Under no circumstances alter the records; copy each one exactly.

• **Saved data entries**:
********************
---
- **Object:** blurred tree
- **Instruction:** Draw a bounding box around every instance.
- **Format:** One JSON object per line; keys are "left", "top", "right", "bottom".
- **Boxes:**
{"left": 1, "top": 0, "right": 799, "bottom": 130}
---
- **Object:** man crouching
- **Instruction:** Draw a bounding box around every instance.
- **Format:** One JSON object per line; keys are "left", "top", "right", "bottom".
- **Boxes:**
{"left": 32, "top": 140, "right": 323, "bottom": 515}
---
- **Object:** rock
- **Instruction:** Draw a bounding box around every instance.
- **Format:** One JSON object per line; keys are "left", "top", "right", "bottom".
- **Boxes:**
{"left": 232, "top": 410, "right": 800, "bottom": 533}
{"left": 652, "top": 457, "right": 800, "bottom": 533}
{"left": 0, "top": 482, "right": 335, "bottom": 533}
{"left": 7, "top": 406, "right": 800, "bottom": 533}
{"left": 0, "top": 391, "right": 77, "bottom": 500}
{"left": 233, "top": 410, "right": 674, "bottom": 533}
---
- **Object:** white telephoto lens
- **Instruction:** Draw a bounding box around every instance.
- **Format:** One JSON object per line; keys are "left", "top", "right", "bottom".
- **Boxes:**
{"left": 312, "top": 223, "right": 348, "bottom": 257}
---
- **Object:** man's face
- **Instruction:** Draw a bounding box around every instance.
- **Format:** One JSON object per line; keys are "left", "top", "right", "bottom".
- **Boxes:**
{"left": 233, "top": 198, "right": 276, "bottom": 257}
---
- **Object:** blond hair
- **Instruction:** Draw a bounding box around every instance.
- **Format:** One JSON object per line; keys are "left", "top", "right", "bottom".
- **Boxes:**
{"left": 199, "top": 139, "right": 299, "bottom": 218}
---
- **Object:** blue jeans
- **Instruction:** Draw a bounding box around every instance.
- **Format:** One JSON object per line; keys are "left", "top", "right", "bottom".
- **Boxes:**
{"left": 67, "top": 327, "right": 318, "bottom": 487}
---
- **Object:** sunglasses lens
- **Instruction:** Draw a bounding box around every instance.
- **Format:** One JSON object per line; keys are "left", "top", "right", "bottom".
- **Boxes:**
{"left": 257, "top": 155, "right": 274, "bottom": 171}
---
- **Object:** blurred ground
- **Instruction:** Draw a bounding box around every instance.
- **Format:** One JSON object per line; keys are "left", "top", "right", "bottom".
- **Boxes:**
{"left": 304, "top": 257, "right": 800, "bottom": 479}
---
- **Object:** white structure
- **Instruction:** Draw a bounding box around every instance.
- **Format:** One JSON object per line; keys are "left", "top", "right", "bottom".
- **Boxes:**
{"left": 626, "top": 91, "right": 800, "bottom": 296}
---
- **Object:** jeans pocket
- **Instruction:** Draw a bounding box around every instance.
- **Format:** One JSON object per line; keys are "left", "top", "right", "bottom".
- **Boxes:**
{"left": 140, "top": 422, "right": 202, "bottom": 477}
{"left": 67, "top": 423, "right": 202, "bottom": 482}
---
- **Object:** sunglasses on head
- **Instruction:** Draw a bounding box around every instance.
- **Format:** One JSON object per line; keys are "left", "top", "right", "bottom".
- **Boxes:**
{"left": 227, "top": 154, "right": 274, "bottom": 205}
********************
• **SOLVED EXERCISE**:
---
- **Object:** blurred tree
- **Instruction:** Draw a bounding box around every instance.
- **Format:** One JSON object per line; keys are "left", "top", "right", "bottom".
- **Boxes:**
{"left": 1, "top": 0, "right": 799, "bottom": 130}
---
- **Object:** man crouching
- **Instruction:** Draw a bounding box around every instance.
- **Format:** One JSON object per line; keys are "left", "top", "right", "bottom".
- **Boxes:**
{"left": 32, "top": 140, "right": 323, "bottom": 515}
---
- **Object:** rock
- **Instruction:** Draw a bounding box around every instance.
- **Format:** One JSON object per line; keys are "left", "top", "right", "bottom".
- **Boxes:**
{"left": 232, "top": 410, "right": 800, "bottom": 533}
{"left": 652, "top": 457, "right": 800, "bottom": 533}
{"left": 0, "top": 482, "right": 335, "bottom": 533}
{"left": 7, "top": 406, "right": 800, "bottom": 533}
{"left": 0, "top": 391, "right": 77, "bottom": 500}
{"left": 233, "top": 410, "right": 674, "bottom": 533}
---
- **Object:** white telephoto lens
- **Instruction:** Draw a bounding box around every instance.
- **Format:** One JSON object per line; keys are "left", "top", "right", "bottom".
- **Boxes:**
{"left": 312, "top": 223, "right": 348, "bottom": 257}
---
- **Object:** man's face
- **Instruction:** Draw a bounding box around every instance.
- **Format:** One JSON object per line; keys are "left", "top", "right", "bottom".
- **Boxes:**
{"left": 233, "top": 198, "right": 276, "bottom": 257}
---
- **Object:** blond hair
- **Instruction:** Draw a bounding box around every instance.
- **Format:** One JSON object per line; keys are "left", "top", "right", "bottom".
- **Boxes:**
{"left": 199, "top": 139, "right": 299, "bottom": 218}
---
- **Object:** blue jeans
- **Instruction:** Draw a bounding box around every instance.
- **Format:** One JSON object per line; keys are "left", "top", "right", "bottom".
- **Boxes:**
{"left": 67, "top": 327, "right": 318, "bottom": 487}
---
- **Object:** sunglasses lens
- **Instruction:** Draw a bounding box around every instance.
- **Format:** One JSON object per line; keys are "left", "top", "right", "bottom".
- **Boxes:**
{"left": 257, "top": 155, "right": 274, "bottom": 171}
---
- **Object:** blurred ground
- **Instruction:** Draw a bounding box around every instance.
- **Format:** One JSON object per line; keys are "left", "top", "right", "bottom".
- **Boxes:**
{"left": 304, "top": 257, "right": 800, "bottom": 479}
---
- **Object:** white structure
- **Instruction:** Draw a bounding box around every instance.
- **Format:** One JSON object per line; keys are "left", "top", "right", "bottom".
- **Boxes:**
{"left": 626, "top": 91, "right": 800, "bottom": 296}
---
- **Object:** jeans pocket
- **Instruction:** Draw a bounding box around every instance.
- **Format:** One JSON object per line; keys are "left", "top", "right", "bottom".
- **Boxes:**
{"left": 140, "top": 422, "right": 202, "bottom": 477}
{"left": 67, "top": 423, "right": 202, "bottom": 482}
---
- **Object:** sunglasses on head
- **Instruction:** Draw a bounding box around every instance.
- **Format:** One JSON object per line; keys are "left", "top", "right", "bottom".
- **Boxes:**
{"left": 227, "top": 154, "right": 274, "bottom": 205}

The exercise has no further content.